Senior Mobile Engineer Benedict Pregler is currently working on the testing strategy for our Android app. A fundamental part of our testing strategies are screenshot tests. He shares an overview of what they are and how we use them at GetYourGuide.
I joined GetYourGuide as a Senior Mobile Engineer in August 2021 and am based in the company’s Zurich office. My team’s main area of responsibility is the Checkout domain. We must not only provide a smooth checkout experience for the user, we also need to make sure the checkout is working all the time. For this reason, I regularly look into our Android testing strategy to identify where we have weak spots, and determine how we can fix them.
One of our newly added testing types are screenshot tests. Here’s why we added them, what they are, and how we combined them into our codebase.
We all know that according to the famous testing pyramid we should write many unit tests, some integration tests, and a few UI tests. The result is pretty good testing coverage across our app. But aren't we missing something?

Saved entries —
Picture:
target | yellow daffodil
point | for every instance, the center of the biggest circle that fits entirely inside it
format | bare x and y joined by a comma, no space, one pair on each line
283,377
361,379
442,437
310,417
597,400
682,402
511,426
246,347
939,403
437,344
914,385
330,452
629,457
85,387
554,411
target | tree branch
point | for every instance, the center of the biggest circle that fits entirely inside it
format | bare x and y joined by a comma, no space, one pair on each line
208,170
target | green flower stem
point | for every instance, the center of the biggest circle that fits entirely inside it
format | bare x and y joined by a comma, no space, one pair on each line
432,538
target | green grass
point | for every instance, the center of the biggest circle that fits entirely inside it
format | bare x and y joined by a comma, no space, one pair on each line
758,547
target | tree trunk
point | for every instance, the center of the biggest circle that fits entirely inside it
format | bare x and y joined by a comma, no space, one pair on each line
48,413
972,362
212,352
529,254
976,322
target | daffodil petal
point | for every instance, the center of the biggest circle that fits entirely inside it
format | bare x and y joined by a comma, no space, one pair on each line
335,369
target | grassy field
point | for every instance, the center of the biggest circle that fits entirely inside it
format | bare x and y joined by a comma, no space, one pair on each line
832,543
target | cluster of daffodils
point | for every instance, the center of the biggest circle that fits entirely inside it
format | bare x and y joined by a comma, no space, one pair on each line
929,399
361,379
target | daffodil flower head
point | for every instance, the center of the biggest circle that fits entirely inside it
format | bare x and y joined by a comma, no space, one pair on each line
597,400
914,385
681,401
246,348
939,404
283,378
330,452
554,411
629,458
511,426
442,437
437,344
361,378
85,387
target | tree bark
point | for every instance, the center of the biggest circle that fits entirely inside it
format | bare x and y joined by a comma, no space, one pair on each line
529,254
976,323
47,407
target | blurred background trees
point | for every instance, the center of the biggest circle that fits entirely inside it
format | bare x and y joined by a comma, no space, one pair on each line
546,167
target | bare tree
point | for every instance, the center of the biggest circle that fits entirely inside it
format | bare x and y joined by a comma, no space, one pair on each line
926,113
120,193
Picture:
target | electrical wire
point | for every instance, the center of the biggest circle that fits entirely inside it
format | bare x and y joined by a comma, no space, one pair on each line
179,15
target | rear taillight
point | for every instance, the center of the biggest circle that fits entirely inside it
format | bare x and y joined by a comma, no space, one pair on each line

TASKS FOR THIS EXERCISE —
A - Translate this sentence from the post about screenshot tests into Spanish: "We all know that according to the famous testing pyramid we should write many unit tests, some integration tests, and a few UI tests."
B - Quote everything in the post about screenshot tests from "I joined GetYourGuide" down to "we missing something?".

SOLVED TASKS —
A - Todos sabemos que, según la famosa pirámide de pruebas, deberíamos escribir muchas pruebas unitarias, algunas pruebas de integración y unas pocas pruebas de interfaz de usuario.

B -
I joined GetYourGuide as a Senior Mobile Engineer in August 2021 and am based in the company’s Zurich office. My team’s main area of responsibility is the Checkout domain. We must not only provide a smooth checkout experience for the user, we also need to make sure the checkout is working all the time. For this reason, I regularly look into our Android testing strategy to identify where we have weak spots, and determine how we can fix them.
One of our newly added testing types are screenshot tests. Here’s why we added them, what they are, and how we combined them into our codebase.
We all know that according to the famous testing pyramid we should write many unit tests, some integration tests, and a few UI tests. The result is pretty good testing coverage across our app. But aren't we missing something?